* **Aufgabenstellung**:
Sammle aus den folgenden Zeilen jede, in der das Wort „stone“ vorkommt, und gib sie unverändert wieder.

* **Gegebene Daten**:
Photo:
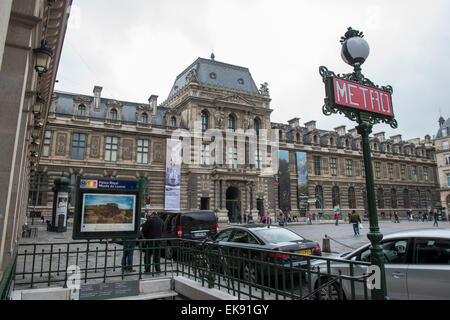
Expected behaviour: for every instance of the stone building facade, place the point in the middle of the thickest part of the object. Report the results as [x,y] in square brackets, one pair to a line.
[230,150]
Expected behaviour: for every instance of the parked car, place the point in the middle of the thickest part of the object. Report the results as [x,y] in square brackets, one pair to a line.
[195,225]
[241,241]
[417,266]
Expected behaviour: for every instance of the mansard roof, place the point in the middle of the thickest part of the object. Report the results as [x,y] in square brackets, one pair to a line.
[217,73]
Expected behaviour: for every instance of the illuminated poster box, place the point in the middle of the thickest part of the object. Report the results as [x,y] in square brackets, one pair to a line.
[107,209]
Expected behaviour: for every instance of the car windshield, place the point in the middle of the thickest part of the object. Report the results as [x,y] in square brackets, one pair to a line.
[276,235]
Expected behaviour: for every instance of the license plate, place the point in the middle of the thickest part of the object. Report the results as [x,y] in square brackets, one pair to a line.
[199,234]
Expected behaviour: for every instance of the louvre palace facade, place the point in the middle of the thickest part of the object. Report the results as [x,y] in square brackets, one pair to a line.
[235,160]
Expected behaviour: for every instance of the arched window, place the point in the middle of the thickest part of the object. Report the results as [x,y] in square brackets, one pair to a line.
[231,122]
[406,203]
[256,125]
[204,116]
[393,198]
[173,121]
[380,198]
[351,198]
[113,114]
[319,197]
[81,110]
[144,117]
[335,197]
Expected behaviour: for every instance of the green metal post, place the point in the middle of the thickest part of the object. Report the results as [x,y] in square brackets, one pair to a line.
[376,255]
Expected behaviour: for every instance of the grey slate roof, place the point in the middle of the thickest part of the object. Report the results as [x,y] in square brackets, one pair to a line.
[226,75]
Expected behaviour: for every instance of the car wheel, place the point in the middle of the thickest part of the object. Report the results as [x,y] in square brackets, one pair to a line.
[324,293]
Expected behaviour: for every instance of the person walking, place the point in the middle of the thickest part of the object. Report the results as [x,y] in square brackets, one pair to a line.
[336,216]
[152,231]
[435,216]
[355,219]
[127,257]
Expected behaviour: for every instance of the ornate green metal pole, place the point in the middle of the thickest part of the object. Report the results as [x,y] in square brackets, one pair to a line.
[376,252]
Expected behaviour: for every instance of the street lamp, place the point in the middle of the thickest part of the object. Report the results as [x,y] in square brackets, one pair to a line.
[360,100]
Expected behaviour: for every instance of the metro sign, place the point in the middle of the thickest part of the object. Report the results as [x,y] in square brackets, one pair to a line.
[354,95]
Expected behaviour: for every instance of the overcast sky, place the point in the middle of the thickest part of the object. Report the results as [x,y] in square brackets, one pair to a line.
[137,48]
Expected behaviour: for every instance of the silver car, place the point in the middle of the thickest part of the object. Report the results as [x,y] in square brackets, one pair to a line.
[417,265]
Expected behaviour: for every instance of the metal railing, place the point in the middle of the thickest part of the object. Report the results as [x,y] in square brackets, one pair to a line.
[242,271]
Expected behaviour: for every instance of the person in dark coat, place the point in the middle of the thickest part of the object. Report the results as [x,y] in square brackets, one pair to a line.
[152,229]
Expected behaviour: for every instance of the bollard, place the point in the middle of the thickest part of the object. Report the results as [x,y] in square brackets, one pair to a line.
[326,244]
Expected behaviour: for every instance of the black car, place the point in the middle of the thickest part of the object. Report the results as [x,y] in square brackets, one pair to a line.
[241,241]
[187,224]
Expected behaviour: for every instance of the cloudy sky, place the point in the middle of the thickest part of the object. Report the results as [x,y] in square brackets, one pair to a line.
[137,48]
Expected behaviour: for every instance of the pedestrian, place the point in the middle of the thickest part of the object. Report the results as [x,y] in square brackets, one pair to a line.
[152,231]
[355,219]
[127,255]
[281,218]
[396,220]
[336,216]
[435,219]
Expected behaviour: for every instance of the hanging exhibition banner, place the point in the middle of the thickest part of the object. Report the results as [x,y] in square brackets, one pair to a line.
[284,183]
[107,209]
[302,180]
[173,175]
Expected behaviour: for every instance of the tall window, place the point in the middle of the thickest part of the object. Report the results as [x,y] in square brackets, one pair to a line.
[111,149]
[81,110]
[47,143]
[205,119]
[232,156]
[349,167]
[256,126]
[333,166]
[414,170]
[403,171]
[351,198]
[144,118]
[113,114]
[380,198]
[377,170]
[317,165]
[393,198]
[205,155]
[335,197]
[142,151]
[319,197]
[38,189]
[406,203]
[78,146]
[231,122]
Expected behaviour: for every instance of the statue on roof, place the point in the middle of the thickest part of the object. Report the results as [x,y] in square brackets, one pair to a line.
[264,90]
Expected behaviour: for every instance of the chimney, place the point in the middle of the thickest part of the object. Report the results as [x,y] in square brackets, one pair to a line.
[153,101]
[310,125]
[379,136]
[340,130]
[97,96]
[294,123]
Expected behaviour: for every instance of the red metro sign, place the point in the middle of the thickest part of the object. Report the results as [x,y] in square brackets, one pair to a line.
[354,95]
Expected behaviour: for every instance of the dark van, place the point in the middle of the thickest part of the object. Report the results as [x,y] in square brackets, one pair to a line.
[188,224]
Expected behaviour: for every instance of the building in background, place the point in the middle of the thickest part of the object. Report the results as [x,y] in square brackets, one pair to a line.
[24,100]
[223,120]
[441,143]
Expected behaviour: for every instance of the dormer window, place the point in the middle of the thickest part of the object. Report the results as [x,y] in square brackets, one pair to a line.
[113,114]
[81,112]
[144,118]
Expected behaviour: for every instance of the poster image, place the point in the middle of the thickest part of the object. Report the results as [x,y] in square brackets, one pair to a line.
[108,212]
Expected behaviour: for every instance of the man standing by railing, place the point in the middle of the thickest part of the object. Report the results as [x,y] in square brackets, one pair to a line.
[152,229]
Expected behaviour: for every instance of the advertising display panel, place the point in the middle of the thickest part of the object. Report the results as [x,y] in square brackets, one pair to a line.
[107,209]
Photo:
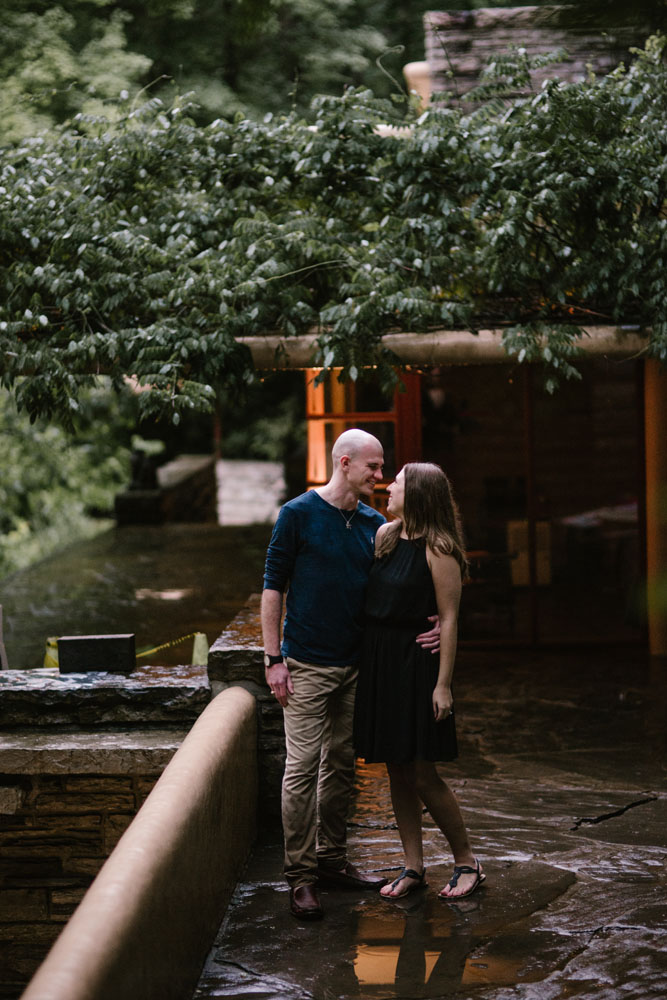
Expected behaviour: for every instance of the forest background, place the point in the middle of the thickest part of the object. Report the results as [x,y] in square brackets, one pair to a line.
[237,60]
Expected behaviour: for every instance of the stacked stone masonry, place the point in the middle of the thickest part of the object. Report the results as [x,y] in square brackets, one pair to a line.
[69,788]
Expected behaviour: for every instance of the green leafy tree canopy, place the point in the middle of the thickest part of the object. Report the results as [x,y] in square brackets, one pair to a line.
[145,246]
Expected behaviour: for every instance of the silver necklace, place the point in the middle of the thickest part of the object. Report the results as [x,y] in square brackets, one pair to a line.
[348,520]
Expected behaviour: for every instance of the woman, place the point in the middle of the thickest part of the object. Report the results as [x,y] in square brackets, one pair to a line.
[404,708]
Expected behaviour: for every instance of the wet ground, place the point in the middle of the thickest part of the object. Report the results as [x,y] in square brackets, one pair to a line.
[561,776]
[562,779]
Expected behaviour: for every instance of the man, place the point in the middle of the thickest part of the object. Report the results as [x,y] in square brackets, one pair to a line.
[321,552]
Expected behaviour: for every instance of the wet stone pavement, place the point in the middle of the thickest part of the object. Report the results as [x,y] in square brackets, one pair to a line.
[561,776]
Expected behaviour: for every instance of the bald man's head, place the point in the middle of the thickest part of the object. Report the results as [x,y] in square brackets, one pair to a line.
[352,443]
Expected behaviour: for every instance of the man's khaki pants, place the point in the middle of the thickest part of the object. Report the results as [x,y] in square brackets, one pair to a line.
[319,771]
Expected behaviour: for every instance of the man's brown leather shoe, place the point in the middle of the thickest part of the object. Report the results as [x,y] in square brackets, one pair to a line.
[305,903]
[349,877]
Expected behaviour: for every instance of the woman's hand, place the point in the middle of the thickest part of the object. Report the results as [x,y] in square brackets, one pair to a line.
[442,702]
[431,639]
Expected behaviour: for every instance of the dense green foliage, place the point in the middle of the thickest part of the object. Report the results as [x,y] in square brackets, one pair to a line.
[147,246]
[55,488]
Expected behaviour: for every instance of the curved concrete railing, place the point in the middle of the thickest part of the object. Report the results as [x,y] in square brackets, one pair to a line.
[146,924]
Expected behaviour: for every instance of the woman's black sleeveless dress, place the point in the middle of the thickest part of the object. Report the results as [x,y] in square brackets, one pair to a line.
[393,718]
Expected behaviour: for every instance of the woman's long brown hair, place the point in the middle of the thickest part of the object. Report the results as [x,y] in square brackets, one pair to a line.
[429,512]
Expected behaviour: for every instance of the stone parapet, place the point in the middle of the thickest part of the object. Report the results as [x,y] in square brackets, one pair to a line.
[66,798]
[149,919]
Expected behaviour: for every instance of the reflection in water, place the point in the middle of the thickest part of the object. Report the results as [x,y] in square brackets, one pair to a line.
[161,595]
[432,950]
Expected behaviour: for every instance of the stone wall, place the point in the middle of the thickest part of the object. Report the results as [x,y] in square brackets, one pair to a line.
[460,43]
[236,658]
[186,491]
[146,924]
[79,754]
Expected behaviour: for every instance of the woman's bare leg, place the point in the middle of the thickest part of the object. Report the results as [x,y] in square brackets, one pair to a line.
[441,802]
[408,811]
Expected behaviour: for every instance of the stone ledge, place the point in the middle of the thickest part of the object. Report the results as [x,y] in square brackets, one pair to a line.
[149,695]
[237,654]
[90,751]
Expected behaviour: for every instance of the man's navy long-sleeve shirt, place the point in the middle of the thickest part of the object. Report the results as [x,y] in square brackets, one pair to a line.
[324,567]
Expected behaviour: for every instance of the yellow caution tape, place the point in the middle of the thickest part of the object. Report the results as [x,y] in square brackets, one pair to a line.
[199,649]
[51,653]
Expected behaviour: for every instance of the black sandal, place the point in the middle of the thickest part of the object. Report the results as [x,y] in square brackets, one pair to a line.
==
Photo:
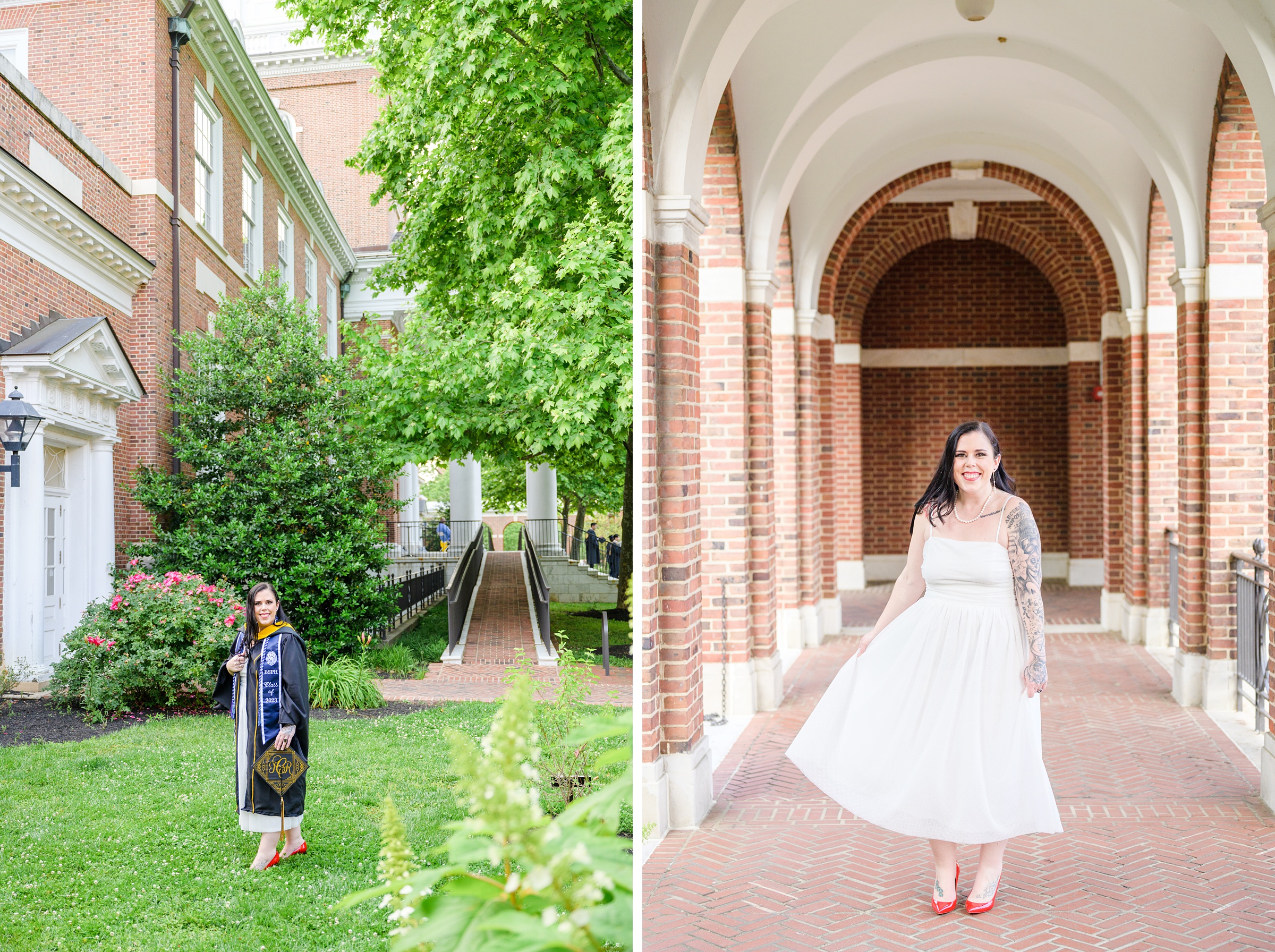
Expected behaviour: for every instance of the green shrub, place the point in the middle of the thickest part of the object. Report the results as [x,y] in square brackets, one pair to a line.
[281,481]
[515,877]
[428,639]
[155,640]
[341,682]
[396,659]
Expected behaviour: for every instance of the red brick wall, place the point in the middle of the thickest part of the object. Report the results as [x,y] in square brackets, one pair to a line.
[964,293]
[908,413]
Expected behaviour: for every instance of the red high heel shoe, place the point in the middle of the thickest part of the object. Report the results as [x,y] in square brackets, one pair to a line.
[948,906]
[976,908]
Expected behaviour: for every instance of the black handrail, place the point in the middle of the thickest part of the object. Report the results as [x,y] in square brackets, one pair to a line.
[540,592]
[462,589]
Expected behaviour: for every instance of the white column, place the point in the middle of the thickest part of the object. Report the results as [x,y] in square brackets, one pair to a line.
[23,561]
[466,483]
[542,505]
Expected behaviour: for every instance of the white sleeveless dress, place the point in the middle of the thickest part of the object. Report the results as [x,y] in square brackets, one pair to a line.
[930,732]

* **Vollständige Ausgabe**:
Expected behaviour: for every instance of the stone building facade, place the point in the middle of the thickest part of the object. Report the results as [x,y] in square brackets, one pair to a line.
Expected behaviour: for every instance of the stacked stone masonry, place the point in the middle of the thickest part of the object. Report the results as [x,y] in square brackets, one pair to a line.
Expected behaviour: for every instance of the wet stone pavement, place the point in the middle of the thickest part of the object. Report the results as [x,y] in square brackets, one pair to a line.
Expected behaviour: for every instance of the stone parapet, place the point in the middle of the thickest part of the object. Report the results as [x,y] in square brackets, one pair to a line.
Expected behaviour: for every instance of the stone wall, place the point in the middle of the thickest part of the object. Report the results as [x,y] in square brackets, one pair to a line.
Expected behaviour: for every instance of the stone ledge, place the point in the middle of the thickest part of the object. Report the results as [x,y] in square brackets, one pair to a line.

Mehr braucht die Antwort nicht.